## WRITTEN TASK
Set out each line of the records below as a numbered list, omitting blank lines. Leave the pictures out of your answer.

---

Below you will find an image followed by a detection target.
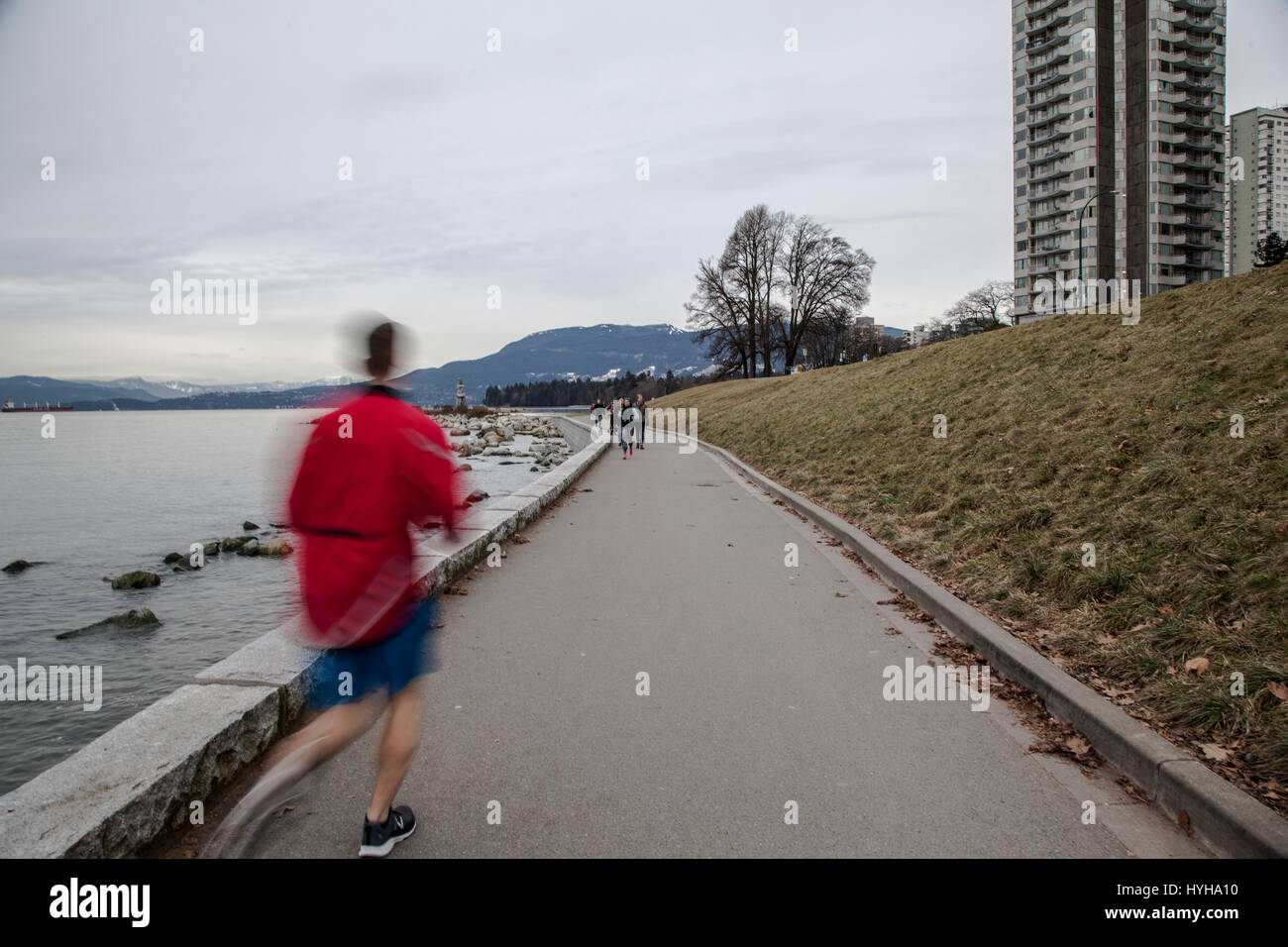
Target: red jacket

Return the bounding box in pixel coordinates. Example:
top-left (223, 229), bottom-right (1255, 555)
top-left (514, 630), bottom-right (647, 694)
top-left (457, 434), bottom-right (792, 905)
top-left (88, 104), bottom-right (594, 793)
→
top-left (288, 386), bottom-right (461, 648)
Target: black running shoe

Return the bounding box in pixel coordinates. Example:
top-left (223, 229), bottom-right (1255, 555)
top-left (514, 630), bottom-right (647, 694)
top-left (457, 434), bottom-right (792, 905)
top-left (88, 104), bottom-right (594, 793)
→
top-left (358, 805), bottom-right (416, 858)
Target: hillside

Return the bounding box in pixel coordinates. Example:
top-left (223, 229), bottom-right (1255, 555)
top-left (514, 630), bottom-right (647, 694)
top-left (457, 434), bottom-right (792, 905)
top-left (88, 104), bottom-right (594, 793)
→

---

## RESPONSE
1. Below you will find an image followed by a detection target.
2. Target: red jacket
3. Return the bounding box in pixel coordinates. Example:
4. top-left (223, 229), bottom-right (1255, 555)
5. top-left (514, 630), bottom-right (647, 694)
6. top-left (457, 434), bottom-right (792, 905)
7. top-left (88, 104), bottom-right (594, 793)
8. →
9. top-left (288, 386), bottom-right (461, 648)
10. Target: black running shoe
11. Return the bounding box in pixel coordinates. Example:
12. top-left (223, 229), bottom-right (1255, 555)
13. top-left (514, 630), bottom-right (647, 694)
14. top-left (457, 434), bottom-right (792, 905)
15. top-left (88, 104), bottom-right (594, 793)
16. →
17. top-left (358, 805), bottom-right (416, 858)
18. Target: hillside
19. Return the bounding box in pixel coordinates. Example:
20. top-left (223, 229), bottom-right (1255, 555)
21. top-left (514, 630), bottom-right (647, 694)
22. top-left (457, 434), bottom-right (792, 905)
23. top-left (88, 104), bottom-right (594, 793)
24. →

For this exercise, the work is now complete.